Stored records
────────────────────────────────────────

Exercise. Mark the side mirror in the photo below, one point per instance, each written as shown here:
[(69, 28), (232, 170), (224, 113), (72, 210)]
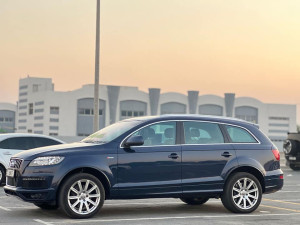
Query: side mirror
[(134, 141)]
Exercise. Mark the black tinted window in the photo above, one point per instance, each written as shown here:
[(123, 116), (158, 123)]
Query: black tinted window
[(202, 133), (240, 135), (158, 134), (19, 143)]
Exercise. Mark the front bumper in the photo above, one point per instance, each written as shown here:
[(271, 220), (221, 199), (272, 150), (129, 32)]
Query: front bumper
[(36, 196)]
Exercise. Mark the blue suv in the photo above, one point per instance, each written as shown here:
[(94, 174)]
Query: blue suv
[(189, 157)]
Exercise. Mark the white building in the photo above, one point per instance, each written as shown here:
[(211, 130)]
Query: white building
[(7, 117), (45, 111)]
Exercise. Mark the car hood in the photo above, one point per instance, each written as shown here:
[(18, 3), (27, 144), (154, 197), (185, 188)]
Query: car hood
[(53, 150)]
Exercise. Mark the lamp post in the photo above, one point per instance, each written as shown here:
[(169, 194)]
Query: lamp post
[(96, 85)]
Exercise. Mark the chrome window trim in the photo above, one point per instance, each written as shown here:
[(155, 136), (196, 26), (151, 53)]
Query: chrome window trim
[(205, 121)]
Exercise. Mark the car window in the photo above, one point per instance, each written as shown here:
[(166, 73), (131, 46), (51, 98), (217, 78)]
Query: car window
[(18, 143), (41, 142), (239, 135), (202, 133), (163, 133)]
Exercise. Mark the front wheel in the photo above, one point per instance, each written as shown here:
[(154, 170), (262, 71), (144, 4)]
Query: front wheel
[(81, 196), (2, 175), (242, 193), (293, 167), (194, 201)]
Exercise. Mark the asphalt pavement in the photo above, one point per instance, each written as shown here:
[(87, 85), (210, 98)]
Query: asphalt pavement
[(282, 207)]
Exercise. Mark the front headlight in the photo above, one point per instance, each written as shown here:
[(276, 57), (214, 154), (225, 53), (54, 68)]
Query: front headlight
[(46, 161)]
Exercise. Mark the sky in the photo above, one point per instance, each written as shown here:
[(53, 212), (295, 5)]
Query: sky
[(247, 47)]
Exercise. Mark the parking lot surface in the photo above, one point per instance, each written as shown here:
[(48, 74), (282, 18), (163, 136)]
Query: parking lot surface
[(282, 207)]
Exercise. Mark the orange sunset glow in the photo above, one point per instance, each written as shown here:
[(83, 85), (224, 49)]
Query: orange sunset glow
[(248, 47)]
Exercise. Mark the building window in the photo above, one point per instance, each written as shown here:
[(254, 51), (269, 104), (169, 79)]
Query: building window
[(35, 88), (23, 107), (39, 110), (54, 110), (125, 113), (278, 118), (39, 103), (30, 108), (22, 100), (38, 132), (53, 127), (23, 87), (83, 111)]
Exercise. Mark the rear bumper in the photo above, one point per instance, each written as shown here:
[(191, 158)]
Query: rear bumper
[(34, 196), (273, 181)]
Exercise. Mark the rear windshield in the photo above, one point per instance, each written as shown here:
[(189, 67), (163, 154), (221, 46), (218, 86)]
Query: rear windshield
[(111, 132)]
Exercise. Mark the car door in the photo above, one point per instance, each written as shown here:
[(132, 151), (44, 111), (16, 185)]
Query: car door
[(153, 168), (12, 146), (205, 157)]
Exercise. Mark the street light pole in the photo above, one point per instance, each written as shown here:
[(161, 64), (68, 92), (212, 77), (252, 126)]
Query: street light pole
[(96, 85)]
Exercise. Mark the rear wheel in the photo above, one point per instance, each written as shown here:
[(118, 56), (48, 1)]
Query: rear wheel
[(242, 193), (46, 206), (293, 167), (2, 175), (194, 201), (81, 196)]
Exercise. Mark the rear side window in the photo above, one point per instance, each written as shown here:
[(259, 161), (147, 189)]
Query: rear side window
[(202, 133), (240, 135), (18, 143)]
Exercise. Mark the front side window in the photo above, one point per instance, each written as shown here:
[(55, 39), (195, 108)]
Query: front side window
[(111, 132), (240, 135), (158, 134), (202, 133)]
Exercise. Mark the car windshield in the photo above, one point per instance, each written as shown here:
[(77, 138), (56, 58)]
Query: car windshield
[(111, 132)]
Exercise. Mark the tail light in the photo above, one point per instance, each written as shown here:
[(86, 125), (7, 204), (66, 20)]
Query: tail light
[(276, 154)]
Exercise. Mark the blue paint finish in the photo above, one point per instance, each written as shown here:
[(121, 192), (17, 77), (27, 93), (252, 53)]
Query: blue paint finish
[(153, 171)]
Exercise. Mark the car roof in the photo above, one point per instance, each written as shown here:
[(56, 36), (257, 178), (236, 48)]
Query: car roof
[(9, 135), (220, 119)]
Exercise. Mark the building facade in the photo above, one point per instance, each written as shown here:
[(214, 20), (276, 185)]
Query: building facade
[(43, 110), (7, 117)]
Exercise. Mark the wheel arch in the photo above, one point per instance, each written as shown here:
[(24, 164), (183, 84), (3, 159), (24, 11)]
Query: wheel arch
[(248, 169), (98, 174)]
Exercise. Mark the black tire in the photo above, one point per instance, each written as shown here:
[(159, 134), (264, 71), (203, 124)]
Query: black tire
[(294, 167), (290, 147), (244, 196), (65, 204), (194, 201), (46, 206), (2, 175)]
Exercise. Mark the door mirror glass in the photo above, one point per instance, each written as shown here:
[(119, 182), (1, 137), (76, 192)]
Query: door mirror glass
[(137, 140)]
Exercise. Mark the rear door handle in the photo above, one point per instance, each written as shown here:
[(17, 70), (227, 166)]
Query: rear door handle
[(226, 154), (173, 156)]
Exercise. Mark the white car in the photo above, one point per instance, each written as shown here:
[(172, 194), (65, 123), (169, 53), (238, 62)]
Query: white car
[(13, 143)]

────────────────────────────────────────

What you have to do:
Set down, unchanged, only those lines above that fall between the line with "[(86, 125), (7, 204), (66, 20)]" and the line with "Exercise. Mark the white car", the two end lines included.

Response below:
[(86, 125), (7, 204), (66, 20)]
Query: tail light
[(276, 154)]
Exercise. Mark the blue paint finish in the photo above, one point per instance, each written as shown here:
[(121, 192), (17, 77), (27, 93), (252, 53)]
Query: blue paint finish
[(153, 171)]
Exercise. Mark the car roof in the photo above, one point per instance, each written as shown here:
[(56, 36), (257, 178), (236, 48)]
Query: car roof
[(9, 135), (220, 119)]
Exercise. Mark the building facade in the photo above, one point per instance, each written as shown here:
[(214, 20), (276, 185)]
Query: building facade
[(43, 110), (7, 117)]
Exercise. Mark the wheel arch in the photo above, one point per instance, each written as shown here:
[(24, 164), (183, 84), (3, 159), (24, 11)]
Query: wheel arch
[(248, 169), (98, 174)]
Exercise. Mark the black tire in the photo above, one point per instance, each written as shown here:
[(159, 134), (264, 71), (203, 124)]
Query: black tire
[(294, 167), (290, 147), (244, 196), (65, 204), (194, 201), (46, 206), (2, 175)]
Exercise. Mark the door mirror glass in the photo above, one point per instance, each written as shown here:
[(119, 182), (1, 137), (76, 192)]
Query: door mirror glass
[(137, 140)]
Exercise. Mark the rear door handle in the photo above, one point per instance, each written as shown here:
[(17, 70), (227, 166)]
Query: rear door handle
[(226, 154), (173, 156)]
Exercise. Mark the white car in the photo above, one point per instance, each written as shown here:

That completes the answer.